EXERCISE DESCRIPTION:
In the entries below, every line that contains "trace" must be located and copied.

PROVIDED RECORDS:
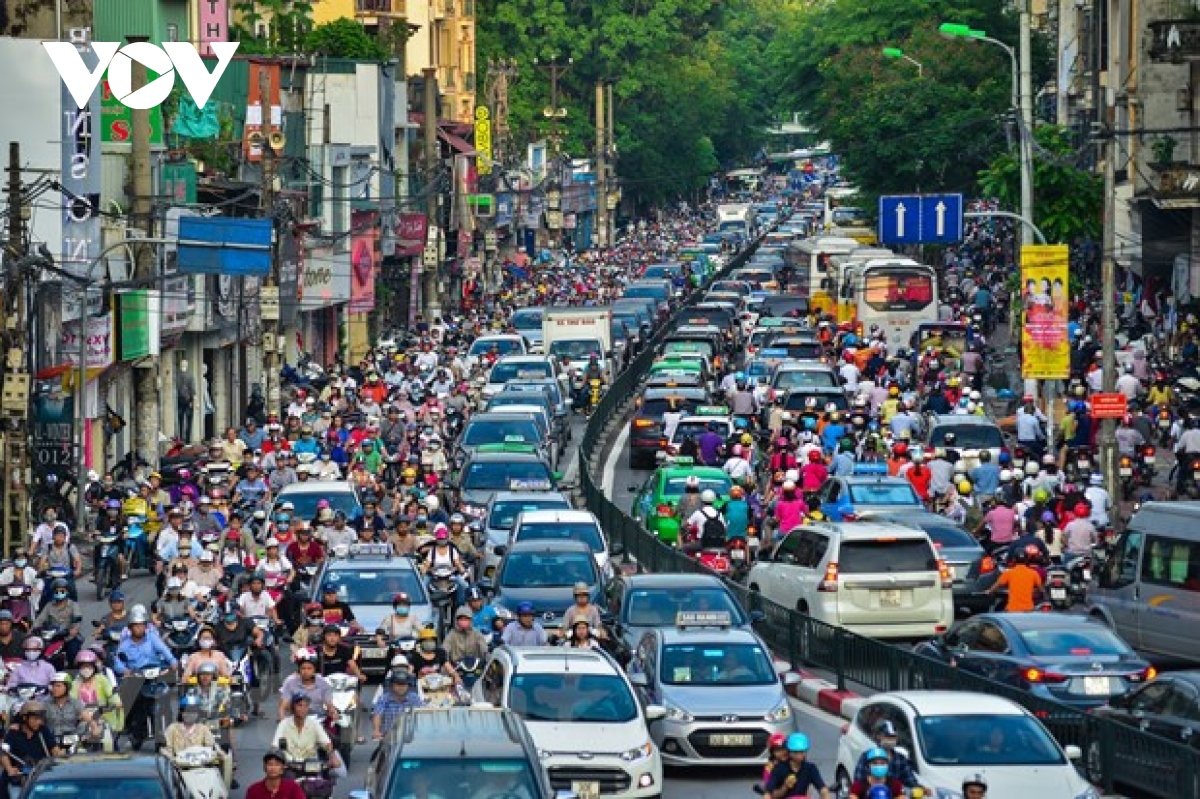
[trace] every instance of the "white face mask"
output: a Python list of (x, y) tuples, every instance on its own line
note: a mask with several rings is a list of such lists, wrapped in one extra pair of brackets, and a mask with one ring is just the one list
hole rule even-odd
[(216, 641), (214, 641), (211, 638), (201, 638), (200, 639), (200, 648), (201, 649), (212, 649), (214, 645), (216, 645)]
[(85, 680), (90, 680), (92, 678), (92, 675), (95, 673), (96, 673), (96, 670), (94, 668), (92, 668), (91, 666), (80, 666), (79, 667), (79, 676)]
[(38, 660), (41, 657), (42, 657), (42, 653), (37, 649), (25, 650), (25, 659), (26, 660)]

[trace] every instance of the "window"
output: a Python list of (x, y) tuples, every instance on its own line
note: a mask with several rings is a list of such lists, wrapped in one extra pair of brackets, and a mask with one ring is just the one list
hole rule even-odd
[(901, 483), (861, 483), (850, 486), (850, 500), (856, 505), (920, 505), (921, 499), (911, 485)]
[(445, 757), (396, 761), (386, 799), (461, 796), (469, 791), (479, 796), (537, 796), (540, 792), (526, 760)]
[(986, 424), (938, 425), (929, 434), (929, 443), (935, 447), (946, 446), (946, 436), (954, 434), (957, 449), (999, 449), (1004, 446), (1004, 435), (999, 427)]
[(1136, 579), (1142, 538), (1141, 532), (1130, 530), (1117, 542), (1116, 549), (1100, 573), (1100, 584), (1104, 588), (1121, 588), (1130, 585)]
[(842, 574), (892, 574), (937, 569), (929, 542), (921, 538), (891, 541), (843, 541), (837, 556)]
[(1200, 542), (1147, 536), (1142, 582), (1200, 591)]
[(1026, 715), (947, 715), (917, 719), (925, 760), (934, 766), (1057, 766), (1058, 744)]
[(796, 565), (815, 569), (829, 550), (829, 539), (813, 530), (800, 533), (800, 547), (796, 551)]
[(1197, 695), (1196, 689), (1182, 680), (1172, 683), (1172, 688), (1165, 715), (1189, 721), (1200, 720), (1200, 695)]
[(324, 582), (336, 586), (338, 599), (351, 605), (391, 605), (392, 597), (401, 593), (425, 601), (421, 579), (412, 569), (331, 569)]
[(513, 552), (501, 568), (496, 582), (505, 588), (596, 584), (596, 561), (586, 552)]
[(1132, 713), (1156, 715), (1162, 713), (1171, 698), (1171, 684), (1156, 682), (1138, 691), (1129, 700), (1129, 710)]
[(509, 707), (526, 721), (621, 724), (638, 716), (638, 703), (615, 674), (517, 674)]
[(497, 707), (500, 705), (500, 693), (504, 690), (504, 665), (499, 660), (488, 664), (483, 673), (483, 698)]
[(664, 685), (772, 685), (779, 681), (757, 644), (674, 644), (663, 648)]
[(876, 311), (919, 311), (933, 302), (933, 275), (921, 269), (872, 269), (863, 278), (863, 300)]
[(974, 641), (969, 645), (976, 652), (994, 652), (1002, 655), (1008, 651), (1004, 632), (995, 624), (984, 622), (975, 630)]
[(779, 546), (775, 548), (776, 563), (795, 563), (796, 554), (800, 549), (800, 530), (793, 530), (788, 533), (787, 537), (779, 542)]

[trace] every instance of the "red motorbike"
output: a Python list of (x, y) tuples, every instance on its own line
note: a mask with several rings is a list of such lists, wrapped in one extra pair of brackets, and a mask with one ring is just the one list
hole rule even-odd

ANSWER TO THIS EXERCISE:
[trace] every instance of the "white face mask"
[trace] every instance of the "window"
[trace] every instance of the "red motorbike"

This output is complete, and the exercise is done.